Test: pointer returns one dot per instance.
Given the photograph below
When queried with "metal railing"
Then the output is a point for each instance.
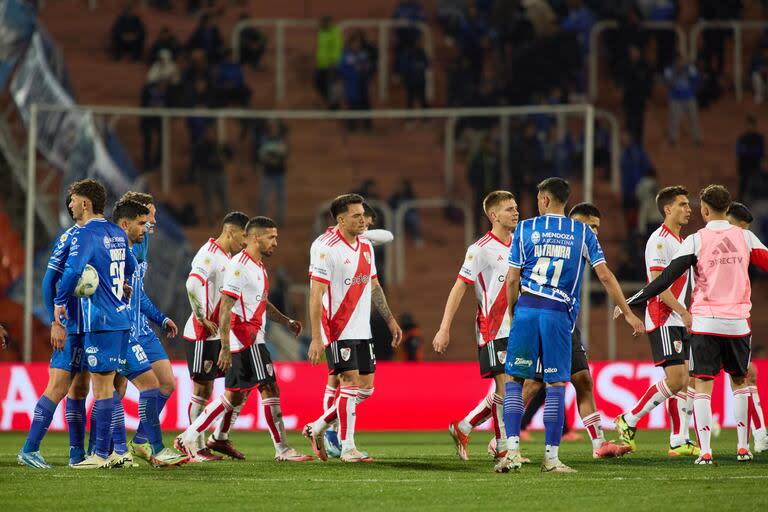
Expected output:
(384, 25)
(737, 27)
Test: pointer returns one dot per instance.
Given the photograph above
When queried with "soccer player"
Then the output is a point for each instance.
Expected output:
(666, 318)
(144, 310)
(581, 378)
(67, 375)
(345, 271)
(202, 331)
(739, 215)
(546, 262)
(135, 366)
(485, 268)
(106, 314)
(377, 237)
(720, 304)
(244, 311)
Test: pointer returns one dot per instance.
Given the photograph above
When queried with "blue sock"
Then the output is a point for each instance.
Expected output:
(75, 413)
(41, 421)
(102, 411)
(141, 431)
(119, 443)
(150, 416)
(513, 412)
(554, 417)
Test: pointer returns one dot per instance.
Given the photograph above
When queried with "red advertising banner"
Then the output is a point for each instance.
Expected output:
(407, 397)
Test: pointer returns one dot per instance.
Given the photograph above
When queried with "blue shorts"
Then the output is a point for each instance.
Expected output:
(541, 329)
(104, 349)
(135, 362)
(152, 347)
(71, 358)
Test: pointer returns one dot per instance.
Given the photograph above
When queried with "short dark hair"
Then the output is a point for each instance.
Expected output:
(716, 197)
(128, 209)
(93, 191)
(139, 197)
(238, 219)
(667, 195)
(341, 204)
(496, 197)
(740, 212)
(369, 212)
(585, 210)
(557, 188)
(260, 222)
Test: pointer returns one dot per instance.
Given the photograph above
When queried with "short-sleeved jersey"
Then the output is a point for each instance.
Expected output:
(485, 266)
(348, 271)
(104, 246)
(659, 251)
(56, 262)
(208, 266)
(551, 251)
(246, 281)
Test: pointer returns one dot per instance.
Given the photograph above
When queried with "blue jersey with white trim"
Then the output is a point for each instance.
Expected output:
(104, 246)
(56, 263)
(551, 251)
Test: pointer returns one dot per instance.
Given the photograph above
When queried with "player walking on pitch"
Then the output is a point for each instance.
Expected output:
(546, 263)
(720, 254)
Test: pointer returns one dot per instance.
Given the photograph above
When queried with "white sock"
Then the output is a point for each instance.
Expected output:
(741, 415)
(653, 396)
(478, 415)
(702, 406)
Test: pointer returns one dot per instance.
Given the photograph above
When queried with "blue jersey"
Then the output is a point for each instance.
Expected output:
(551, 251)
(52, 277)
(142, 307)
(104, 246)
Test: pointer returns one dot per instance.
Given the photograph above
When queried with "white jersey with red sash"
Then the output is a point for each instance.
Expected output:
(485, 266)
(246, 281)
(348, 271)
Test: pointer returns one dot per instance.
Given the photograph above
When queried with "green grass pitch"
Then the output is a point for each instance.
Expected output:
(413, 471)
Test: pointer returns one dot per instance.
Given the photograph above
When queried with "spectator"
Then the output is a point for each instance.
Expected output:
(229, 87)
(327, 58)
(208, 163)
(635, 164)
(638, 84)
(128, 34)
(484, 176)
(153, 95)
(206, 37)
(273, 154)
(750, 151)
(165, 41)
(414, 74)
(411, 220)
(682, 80)
(252, 43)
(355, 71)
(759, 73)
(648, 215)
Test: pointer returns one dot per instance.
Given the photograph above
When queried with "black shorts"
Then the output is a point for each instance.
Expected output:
(710, 353)
(346, 355)
(578, 357)
(492, 357)
(669, 345)
(251, 367)
(202, 356)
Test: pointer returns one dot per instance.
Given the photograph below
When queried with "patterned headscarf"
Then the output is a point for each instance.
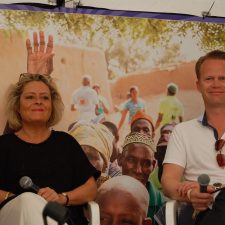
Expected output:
(97, 136)
(136, 137)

· · · · · · ·

Stated goal
Go through the material above and print all of it exactly, except the pictures.

The output
Test: pointer returns one dot per instance.
Given the photograph below
When queried with "metal railing"
Then the output is a point for each instance.
Expected output:
(384, 25)
(737, 27)
Test: pointer returns one dot per instance.
Given the photograph above
When queried with "soccer player"
Then the output is a point for each instance.
Expected output:
(666, 318)
(144, 310)
(581, 378)
(67, 375)
(345, 271)
(202, 331)
(739, 215)
(546, 262)
(135, 366)
(485, 268)
(106, 314)
(377, 237)
(720, 304)
(244, 311)
Test: pointer returns one dot per instance.
Given the photograph above
When queried with "blue sock"
Then the output is a point for each instance.
Expected output:
(75, 413)
(41, 421)
(102, 411)
(141, 431)
(119, 443)
(150, 416)
(513, 412)
(554, 417)
Test: pointer returns one dot per instance.
Given the photograph above
When queried with "red advertising banner"
Then the output is a point for each instance.
Expected output:
(407, 397)
Test: pointer returns one dot per instance.
Given the photograph above
When queried with "blue shorts"
Then the output is a point for each instance.
Expected output:
(541, 329)
(104, 349)
(135, 362)
(152, 347)
(71, 358)
Test: pointer returns one dot per instance.
Given the photograph above
When queried with "short dark hair"
Then the output is a point for each instance.
Expected output:
(716, 197)
(128, 209)
(93, 191)
(139, 197)
(238, 219)
(667, 195)
(341, 204)
(496, 197)
(740, 212)
(369, 212)
(585, 210)
(557, 188)
(260, 222)
Test: pointer returns one dot per instance.
Given the photograph above
When queried with "short-sleeved jersey"
Then the output is a point for each instance.
Expected output:
(485, 266)
(348, 271)
(104, 246)
(659, 251)
(56, 262)
(208, 266)
(551, 251)
(246, 281)
Test: pointer returns one dot per instance.
Given the photograph above
When queried with "blue jersey with white trim"
Then the output is a point for each instance.
Expected output:
(104, 246)
(56, 263)
(551, 251)
Test: pointer returns one dot per instance.
Given the photograph above
When queried with "player walking on pitch"
Then the output is a point for each instance.
Expected output:
(546, 263)
(720, 254)
Test: pointer returns one dot per instance.
Given the photograph above
When queried with "white sock"
Then the output is a point for each instance.
Expected output:
(741, 415)
(653, 396)
(478, 415)
(702, 406)
Test: pointer returns one dot per instance.
Given the photograph above
When queried with "blue jersey"
Then the output is a point for each instance.
Expected output:
(551, 251)
(52, 277)
(142, 307)
(104, 246)
Test: pointer returns one dot per instance.
Given the photograph above
When queried with "white jersey with red sash"
Then the output is a point for each instance.
Expected output:
(485, 266)
(246, 281)
(348, 271)
Test: pointer returns one dot per instance.
Given the photograph above
When queried with "green grass pitch"
Then the output is a point for each instance.
Expected output:
(413, 471)
Test: pointer returns one dot per instance.
Given the photograph above
When queried with "spectator"
Then the output is a point for each instance.
Expected output:
(229, 87)
(327, 58)
(208, 163)
(635, 164)
(638, 84)
(128, 34)
(484, 176)
(153, 95)
(206, 37)
(273, 154)
(750, 151)
(165, 41)
(414, 74)
(411, 220)
(682, 80)
(252, 43)
(355, 71)
(759, 73)
(648, 215)
Test: pointer returns one dot per instance.
Given the photograph above
When queried with "black shorts"
Then the output is a point for each instance.
Expected output:
(710, 353)
(346, 355)
(578, 357)
(492, 357)
(669, 345)
(251, 367)
(202, 356)
Test: pointer returns one dot per instance.
Given the photograph below
When queried with "patterned headscarf"
Then the output is a point for each instance.
Expected output:
(97, 136)
(136, 137)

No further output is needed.